### Document extract
Comparative employment relations

1 Introduction

Global challenges at work

John Kelly and Carola Frege
The structure and content of this textbook is based on four main premises: first, the study of comparative employment relations (CER) has to be set in the context of the global economy and its impact on regional, national and sub-national regulation of the employment relationship. Second, the study of CER must be firmly grounded in theory –the subject of Chapter 2 where we set out and discuss in detail the theories that will recur throughout the book. Third, a successful CER textbook must also include genuinely comparative analyses of the main content and challenges of the employment relationship, hence the seven chapters in Part 2 of the book. In order to understand contemporary employment relations in the context of the global economy we must also analyze forms of employment regulation from the individual to the supra-national level, whether they emanate from individual and or collective employee rights and representation to regional and transnational regulation. These are the topics that comprise the third part of the book. Finally, a successful CER textbook must discuss the challenges and regulation mechanisms of employment relations in selected countries – Part 4 of the book.
We begin however with the global economy and in order to appreciate its significance, it is helpful to go back in time to the so-called ‘Golden Age of Capitalism’, from the late 1940s until the mid-1970s. This period was characterized by unprecedented rates of economic growth, dramatic rises in consumption and the lowest levels of unemployment than at any time before or since (Marglin and Schor 1990). The advanced economies of Western Europe and the USA dominated world manufacturing production, trade and investment, a fact reflected in the composition of the labour force. For example, in 1960 almost 50 per cent of the workforces in Britain and Germany was employed in industry and in the USA and France about 34 per cent (Glyn, Hughes, Lipietz and Singh 1990: 44). The output from what were often large industrial plants was intended primarily for the domestic market: in 1950 only 6 per cent of the European market for manufactured goods was supplied from outside of Europe, and most of that was from the United States (Glyn 2006: 97). The workforce in these plants was predominantly male, employed on full time, open-ended contracts with wages and conditions mostly regulated by collective bargaining and promotions linked to internal labour markets (Marglin and Schor 1990). The mid-1970s was both the tail end of the long post-war economic boom, marked by rising unemployment and inflation, and the zenith of trade union power and militancy with its strong upward pressure on wages. Many governments responded to union militancy, rising inflation and unemployment by attempting to negotiate wage restraint and industrial peace with trade unions, often through tripartite (unions, employers and government) institutions (Pizzorno 1978).
The intervening years have witnessed a far-reaching and fundamental transformation of employment relations, even before the financial and economic crises that erupted in 2008 (Nolan 2011). Widespread changes in employment relations have occurred both in the advanced capitalist world as well as in the major new economic powers such as in the BRICS countries of Brazil, Russia, India, China and South Africa as well as others (Dicken 2015). Manufacturing employment has declined in Western Europe and North America but expanded in the Southern Hemisphere, especially in the BRICS countries (Dicken 2015). Trade union membership and strike activity have declined in many countries around the world (see Chapters 8 and 11). A growing proportion of workers is employed on precarious contracts – fixed term and/or ‘zero hours’ – to perform low paid jobs in the ‘gig economy’. The management of employment relations has become the responsibility of human resource management departments but the decline of trade unionism and of collective bargaining coverage and influence has also allowed a resurgence of a more authoritarian approach to labour management and an increased reliance by employees on individual legal remedies for their employment problems (cf. Colling 2010). Multinational corporations have become increasingly influential in shaping the labour policies of governments around the globe (Sklair 2002) and the growth of international supply chains, outsourcing and the fragmentation of firms has rendered the loci of employer power increasingly opaque. At the same time government intervention has increasingly been directed to retrenching welfare and pension systems and weakening employment protection laws (Hamann and Kelly 2011). Although two of the core institutions of employment relations – high collective bargaining coverage and works councils – have remained largely intact in most of Western Europe as of 2019, there is clear evidence of a decline in the membership and effectiveness of trade unions within collective bargaining (Baccaro and Howell 2017). Collective regulation of employment relations has been significantly eroded in ‘liberal market economies’ such as the UK and the USA and remains weak in many developing economies (Wilkinson, Wood and Deeg 2014, Chapters 15–20).
######
- [Written request 1]:
Answer these questions from the introduction on comparative employment relations.
(a) What span of years does the text assign to the "Golden Age of Capitalism"?
(b) In 1950, what share of the European market for manufactured goods was supplied from outside Europe?
(c) Which countries does the text list as the BRICS countries?
The entries that follow are unrelated to the introduction on comparative employment relations.
### Provided records
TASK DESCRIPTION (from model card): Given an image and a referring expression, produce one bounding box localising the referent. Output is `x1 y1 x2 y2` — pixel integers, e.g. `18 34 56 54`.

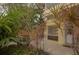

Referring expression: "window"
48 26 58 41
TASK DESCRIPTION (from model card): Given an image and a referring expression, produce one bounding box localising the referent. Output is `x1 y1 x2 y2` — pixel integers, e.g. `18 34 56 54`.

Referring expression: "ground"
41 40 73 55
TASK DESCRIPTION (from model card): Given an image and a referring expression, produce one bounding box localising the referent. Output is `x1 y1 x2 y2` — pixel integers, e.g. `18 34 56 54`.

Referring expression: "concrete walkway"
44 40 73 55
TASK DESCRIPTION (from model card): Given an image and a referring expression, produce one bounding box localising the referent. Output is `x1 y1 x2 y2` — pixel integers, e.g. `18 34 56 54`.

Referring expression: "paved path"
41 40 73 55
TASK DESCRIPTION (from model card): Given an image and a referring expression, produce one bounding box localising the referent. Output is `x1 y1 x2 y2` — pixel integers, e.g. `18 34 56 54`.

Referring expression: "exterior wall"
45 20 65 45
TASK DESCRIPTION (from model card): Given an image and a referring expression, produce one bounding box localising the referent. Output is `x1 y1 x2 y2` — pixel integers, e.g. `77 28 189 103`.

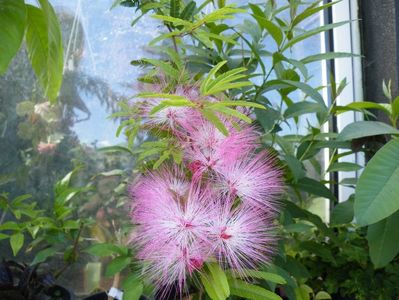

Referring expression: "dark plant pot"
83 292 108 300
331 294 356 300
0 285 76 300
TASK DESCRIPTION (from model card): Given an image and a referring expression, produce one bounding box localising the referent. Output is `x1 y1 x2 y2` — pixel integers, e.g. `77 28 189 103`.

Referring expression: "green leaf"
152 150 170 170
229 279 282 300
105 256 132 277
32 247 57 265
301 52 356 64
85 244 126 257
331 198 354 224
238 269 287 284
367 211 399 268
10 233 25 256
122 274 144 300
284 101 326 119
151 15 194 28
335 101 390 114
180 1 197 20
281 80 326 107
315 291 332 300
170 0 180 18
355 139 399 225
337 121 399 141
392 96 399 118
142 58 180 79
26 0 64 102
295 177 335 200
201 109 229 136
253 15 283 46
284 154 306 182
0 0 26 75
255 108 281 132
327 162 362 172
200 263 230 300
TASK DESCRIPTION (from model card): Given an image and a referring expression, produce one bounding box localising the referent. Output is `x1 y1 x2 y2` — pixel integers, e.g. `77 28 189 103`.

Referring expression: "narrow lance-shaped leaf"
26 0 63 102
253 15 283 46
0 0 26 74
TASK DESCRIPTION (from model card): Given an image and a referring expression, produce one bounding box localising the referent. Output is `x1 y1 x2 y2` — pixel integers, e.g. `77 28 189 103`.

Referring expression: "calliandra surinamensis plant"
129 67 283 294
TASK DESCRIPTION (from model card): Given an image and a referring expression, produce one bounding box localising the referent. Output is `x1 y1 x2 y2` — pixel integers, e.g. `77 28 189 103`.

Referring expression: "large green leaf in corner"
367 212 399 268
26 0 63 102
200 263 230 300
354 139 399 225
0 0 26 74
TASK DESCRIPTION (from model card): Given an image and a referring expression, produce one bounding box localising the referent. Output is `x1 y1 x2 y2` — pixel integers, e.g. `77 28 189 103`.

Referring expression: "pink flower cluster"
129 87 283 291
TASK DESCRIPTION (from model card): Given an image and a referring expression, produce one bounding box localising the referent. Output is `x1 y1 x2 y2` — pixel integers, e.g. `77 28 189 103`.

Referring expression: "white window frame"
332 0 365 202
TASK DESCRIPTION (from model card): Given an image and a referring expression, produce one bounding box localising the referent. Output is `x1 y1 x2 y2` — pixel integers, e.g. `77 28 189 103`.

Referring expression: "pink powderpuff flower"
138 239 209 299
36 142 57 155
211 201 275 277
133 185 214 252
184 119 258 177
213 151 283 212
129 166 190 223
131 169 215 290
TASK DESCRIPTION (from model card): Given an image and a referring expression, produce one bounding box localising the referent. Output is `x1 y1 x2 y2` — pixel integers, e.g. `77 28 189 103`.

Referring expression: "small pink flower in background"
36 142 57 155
######
- [Written request 2]: Print everything in the entries from their first line down to the line containing "44 40 73 55", with both ends included. Omit the pictures.

- [Response 1]:
(a) From the late 1940s until the mid-1970s.
(b) Only 6 per cent.
(c) Brazil, Russia, India, China and South Africa.

- [Response 2]:
TASK DESCRIPTION (from model card): Given an image and a referring expression, produce one bounding box localising the referent. Output is `x1 y1 x2 y2` — pixel integers, e.g. `18 34 56 54`.


Referring expression: "window"
48 26 58 41
TASK DESCRIPTION (from model card): Given an image and a referring expression, produce one bounding box localising the referent. Output is `x1 y1 x2 y2` — pixel integers, e.g. `18 34 56 54`.

Referring expression: "ground"
41 40 73 55
TASK DESCRIPTION (from model card): Given an image and a referring expression, produce one bounding box localising the referent. Output is `x1 y1 x2 y2` — pixel integers, e.g. `18 34 56 54`.

Referring expression: "concrete walkway"
44 40 73 55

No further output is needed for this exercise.